> **EXERCISE**
Copy every one of the rows below verbatim, changing nothing.

— Begin DATASET ROWS —

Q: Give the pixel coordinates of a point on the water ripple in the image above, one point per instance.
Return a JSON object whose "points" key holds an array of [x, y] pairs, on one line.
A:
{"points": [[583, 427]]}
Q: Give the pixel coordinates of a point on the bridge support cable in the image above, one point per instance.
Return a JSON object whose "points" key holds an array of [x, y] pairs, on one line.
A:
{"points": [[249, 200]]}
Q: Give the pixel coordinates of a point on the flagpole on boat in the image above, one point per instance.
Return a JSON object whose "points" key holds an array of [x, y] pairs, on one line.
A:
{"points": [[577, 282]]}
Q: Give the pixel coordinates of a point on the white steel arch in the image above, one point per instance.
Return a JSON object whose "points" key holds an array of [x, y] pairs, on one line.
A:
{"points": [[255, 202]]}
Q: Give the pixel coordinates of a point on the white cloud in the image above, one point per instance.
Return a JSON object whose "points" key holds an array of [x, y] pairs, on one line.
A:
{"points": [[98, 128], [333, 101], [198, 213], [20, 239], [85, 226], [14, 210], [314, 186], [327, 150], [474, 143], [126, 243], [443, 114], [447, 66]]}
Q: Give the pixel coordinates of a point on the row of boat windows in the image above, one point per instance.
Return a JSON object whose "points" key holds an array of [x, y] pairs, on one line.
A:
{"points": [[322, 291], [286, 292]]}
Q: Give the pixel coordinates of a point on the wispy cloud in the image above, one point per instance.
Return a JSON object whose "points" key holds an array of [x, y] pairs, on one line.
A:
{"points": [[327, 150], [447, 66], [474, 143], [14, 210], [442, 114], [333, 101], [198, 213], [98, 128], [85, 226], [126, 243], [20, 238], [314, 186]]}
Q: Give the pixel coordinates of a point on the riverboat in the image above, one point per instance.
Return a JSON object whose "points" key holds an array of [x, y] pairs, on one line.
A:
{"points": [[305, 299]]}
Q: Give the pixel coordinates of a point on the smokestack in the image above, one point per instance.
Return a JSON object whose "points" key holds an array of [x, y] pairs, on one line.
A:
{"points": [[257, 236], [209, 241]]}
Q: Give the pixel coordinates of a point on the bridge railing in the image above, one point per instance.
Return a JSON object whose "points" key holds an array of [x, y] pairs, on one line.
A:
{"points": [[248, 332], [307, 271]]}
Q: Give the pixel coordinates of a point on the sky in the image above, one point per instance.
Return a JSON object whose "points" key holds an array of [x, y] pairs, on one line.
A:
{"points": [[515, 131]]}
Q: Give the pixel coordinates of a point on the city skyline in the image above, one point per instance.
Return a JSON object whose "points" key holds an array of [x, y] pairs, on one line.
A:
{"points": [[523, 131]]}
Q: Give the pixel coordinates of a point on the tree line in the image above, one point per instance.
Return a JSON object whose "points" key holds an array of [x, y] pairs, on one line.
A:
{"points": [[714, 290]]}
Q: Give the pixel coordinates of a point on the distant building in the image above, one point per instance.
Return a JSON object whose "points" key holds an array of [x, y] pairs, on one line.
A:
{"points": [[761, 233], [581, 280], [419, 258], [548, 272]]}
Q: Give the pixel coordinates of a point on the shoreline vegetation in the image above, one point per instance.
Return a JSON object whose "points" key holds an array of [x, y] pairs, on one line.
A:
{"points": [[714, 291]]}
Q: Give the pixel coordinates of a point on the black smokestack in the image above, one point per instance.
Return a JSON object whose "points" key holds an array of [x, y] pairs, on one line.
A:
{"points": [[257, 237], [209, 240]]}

— End DATASET ROWS —

> **EXERCISE ANSWER**
Q: Give the pixel coordinates of a point on the water ripple in the image above, one point per instance.
Return a JSON object whose "points" key holds an array of [x, y] pairs, on one line.
A:
{"points": [[583, 427]]}
Q: Give the pixel coordinates of a point on the bridge support cable in the image above, one point per instance.
Return a JSON object whose "points" key holds an array of [x, y] pairs, on one line.
A:
{"points": [[249, 200]]}
Q: Give the pixel coordinates of a point on the flagpole on boat in the image above, one point per instance.
Return a JSON object whose "points" key holds an array of [x, y] pairs, on one line.
A:
{"points": [[577, 282]]}
Q: Give the pixel coordinates of a point on the white steel arch in the image above, one point per instance.
Return a JSON object whose "points" key holds an array of [x, y] pairs, on one line.
A:
{"points": [[255, 202]]}
Q: Give the pixel coordinates of a point on the white cloud in the image above, one point per instance.
Return a JSON object whose "points" key holds an array of [x, y] pairs, on one line.
A:
{"points": [[98, 128], [333, 101], [198, 213], [20, 239], [85, 226], [14, 210], [314, 186], [327, 150], [474, 143], [126, 243], [443, 114], [447, 66]]}
Q: Give the pixel coordinates of a point on the row of boat windows in the image above, one point per instance.
Return a JSON object whose "points" key holds an array of [x, y] pairs, on one line.
A:
{"points": [[322, 291], [286, 292]]}
Q: Give the pixel coordinates of a point on the wispy cloud in the image above, one point per instance.
Return a JSON object whose "points" key holds an array of [x, y] pairs, on one line.
A:
{"points": [[327, 150], [447, 66], [474, 143], [14, 210], [442, 114], [333, 101], [198, 213], [98, 128], [85, 226], [126, 243], [20, 238], [314, 186]]}
Q: Give the pixel coordinates of a point on the riverboat in the image above, one point per instance.
Return a JSON object whose "points" key holds an array of [x, y] pairs, on one line.
A:
{"points": [[305, 299]]}
Q: Give the pixel coordinates of a point on the smokestack in the image above, one point per instance.
Return a JSON object whose "points" key holds an array of [x, y] pairs, on one line.
A:
{"points": [[257, 236], [209, 241]]}
Q: Give the pixel coordinates of a point on the bridge railing in the image above, one point per instance.
Return a JSON object whose "points" key holds an array of [x, y] pairs, on one line.
A:
{"points": [[248, 332], [307, 271]]}
Q: Give the pixel coordinates of a point on the sky in the image above, one point per instance.
Return a JSON object whose "points" key holds an array of [x, y] pairs, on one line.
A:
{"points": [[515, 131]]}
Q: Give the pixel coordinates of a point on the city skyline in the image above, one point per instance.
Return a JSON object whose "points" key holds an array of [x, y] pairs, on one line.
A:
{"points": [[523, 131]]}
Q: Give the pixel coordinates of a point on the tree line in the image above, one point per instance.
Return a JSON object whose "points" key holds an array of [x, y] pairs, on one line.
A:
{"points": [[714, 290]]}
Q: Give the pixel coordinates of a point on the distant building in the image above, one point per instance.
Return a JSON object whose "points" key holds an array of [x, y] pairs, on one line.
A:
{"points": [[761, 233], [581, 280], [419, 258], [548, 272]]}
Q: Give the pixel coordinates of a point on the shoreline vegetation in the image above, one point per instance.
Return a JSON object whose "points" key holds an array of [x, y] pairs, on one line.
A:
{"points": [[714, 291]]}
Q: Give the pixel coordinates of a point on the black smokestack in the image above, one point per instance.
Return a JSON object whose "points" key holds an array of [x, y] pairs, on one line.
A:
{"points": [[257, 237], [209, 240]]}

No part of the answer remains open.